LET’S TAKE A LOOK AT RECENT TRENDS IN CONSUMER PRICES AND HOUSEHOLD DEBT. Along the way we’ll refresh some visualizations of consumer prices (see here) and household debt (see here) we made last year, as well as think up some new ones.

As usual we’ll use R to generate the plots and I’ll share the code below. But before we get into the details of constructing the charts, let’s just look at two plots to help set the stage.

Step 1: get the data

The data for these plots are conveniently made available by the BLS and the New York Fed.

A quick note on data manipulation. I have been cycling between using a data.table based approach for data wrangling and a dplyr/tidyverse based approach. Both seem to work. For the CPI data I’ll mostly use data.table and for the household debt data I’ll mostly use dplyr.

Consumer price data

First, we’ll follow my CPI post to get the Consumer Price data.

###############################################################################
#### Load libraries
###############################################################################
library(data.table,quietly=T,warn.conflicts=F)
library(tidyverse,quietly=T,warn.conflicts=F)

###############################################################################
#### Read in data from BLS
#### See: for readme https://download.bls.gov/pub/time.series/cu/cu.txt
###############################################################################

# get data
cpi1<-fread('http://download.bls.gov/pub/time.series/cu/cu.data.2.Summaries')

# Get item names
cpi.item<-fread("http://download.bls.gov/pub/time.series/cu/cu.item",
                header=FALSE,col.names=c("item.code","item.name","display.level",
                                         "selectable","sort.sequence","blank"))
# get series info
cpi.series<-fread("http://download.bls.gov/pub/time.series/cu/cu.series",
                  col.names=c("series_id","area_code","item_code","seasonal",
                              "periodicity_code","base_code","base_period",
                            "footnote_codes","begin_year","begin_period",
                            "end_year","end_period","blank"),header=F)
# merge
cpi2<-merge(cpi.item,cpi.series,by.x="item.code",by.y="item_code")

setkeyv(cpi1,"series_id")            
setkeyv(cpi2,"series_id")
cpi3<-cpi2[cpi1]
# create date
cpi3<-cpi3[,month:=as.numeric(substr(cpi3$period,2,3))]
cpi3$date<- as.Date(ISOdate(cpi3$year,cpi3$month,1) )

# subset data
cpi4<-cpi3[area_code=="0000" & seasonal=="S" & item.code!= "SAA1" & item.code !="SAA2"]
# get January 2000 data 
bdata<-cpi4[year==2000 & month==1,]
bdata<-dplyr::rename(bdata, value00=value)

■ ■ ■ ■ ■

Problems to work on:
A: In the post on consumer prices and household debt, who makes the data for the plots available?
B: Transcribe all of the rows that follow, line for line and without any changes.
The text above and the rows that follow were taken from unrelated sources.

■ ■ ■ ■ ■

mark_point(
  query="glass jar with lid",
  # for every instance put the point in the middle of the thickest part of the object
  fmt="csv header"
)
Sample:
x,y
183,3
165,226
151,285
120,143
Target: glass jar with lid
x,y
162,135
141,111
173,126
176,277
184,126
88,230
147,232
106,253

■ ■ ■ ■ ■

Task-by-task outputs:
A: The BLS and the New York Fed.

B:
mark_point(
  query="glass jar with lid",
  # for every instance put the point in the middle of the thickest part of the object
  fmt="csv header"
)
Sample:
x,y
183,3
165,226
151,285
120,143
Target: glass jar with lid
x,y
162,135
141,111
173,126
176,277
184,126
88,230
147,232
106,253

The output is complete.